(Data extract begins)
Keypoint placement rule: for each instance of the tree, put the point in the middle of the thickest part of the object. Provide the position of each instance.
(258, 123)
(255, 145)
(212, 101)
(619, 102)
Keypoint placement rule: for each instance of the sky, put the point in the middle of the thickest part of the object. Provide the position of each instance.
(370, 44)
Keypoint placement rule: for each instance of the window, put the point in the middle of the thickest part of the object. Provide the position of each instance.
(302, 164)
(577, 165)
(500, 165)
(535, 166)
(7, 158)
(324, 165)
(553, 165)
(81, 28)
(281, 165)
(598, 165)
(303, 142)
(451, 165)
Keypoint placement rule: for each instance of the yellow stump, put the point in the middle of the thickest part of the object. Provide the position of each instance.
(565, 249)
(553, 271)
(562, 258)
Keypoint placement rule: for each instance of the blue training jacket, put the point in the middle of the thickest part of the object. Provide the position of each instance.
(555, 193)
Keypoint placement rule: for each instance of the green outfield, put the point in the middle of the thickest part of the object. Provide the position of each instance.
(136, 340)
(Data extract ends)
(Data extract begins)
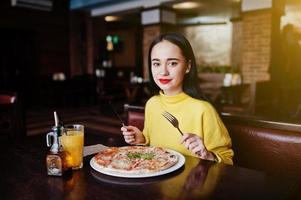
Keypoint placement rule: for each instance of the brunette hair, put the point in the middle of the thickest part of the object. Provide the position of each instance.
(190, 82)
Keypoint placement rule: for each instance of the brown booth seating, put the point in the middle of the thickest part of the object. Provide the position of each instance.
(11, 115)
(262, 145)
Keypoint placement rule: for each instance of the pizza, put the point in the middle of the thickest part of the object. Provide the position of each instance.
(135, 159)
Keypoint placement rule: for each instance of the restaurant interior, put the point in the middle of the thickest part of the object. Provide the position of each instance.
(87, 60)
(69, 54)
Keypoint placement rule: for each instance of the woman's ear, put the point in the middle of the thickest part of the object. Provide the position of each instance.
(Data extract ends)
■ **Task to complete**:
What you return must be an exact retyping of the lines above starting at the line with "Keypoint placement rule: for each instance of the brown" and ending at the line with "Keypoint placement rule: for each instance of the woman's", and nothing besides.

■ **Exercise answer**:
Keypoint placement rule: for each instance of the brown booth seating, put the point in the middle of the thickest part of the object. Provide the position of each instance.
(11, 115)
(262, 145)
Keypoint placement rule: for each instance of the pizza, put the point in the middle of the thickest part of the object. Provide the position of each instance.
(135, 159)
Keypoint placement rule: for each instance of the restaurant interior, put the point in the middle of the thickest part of the object. Provide the position of each instance.
(87, 60)
(69, 54)
Keypoint placement rule: for each instance of the woman's ear, put the point in the middle of the thickest part of the object. Provide the position of each instance.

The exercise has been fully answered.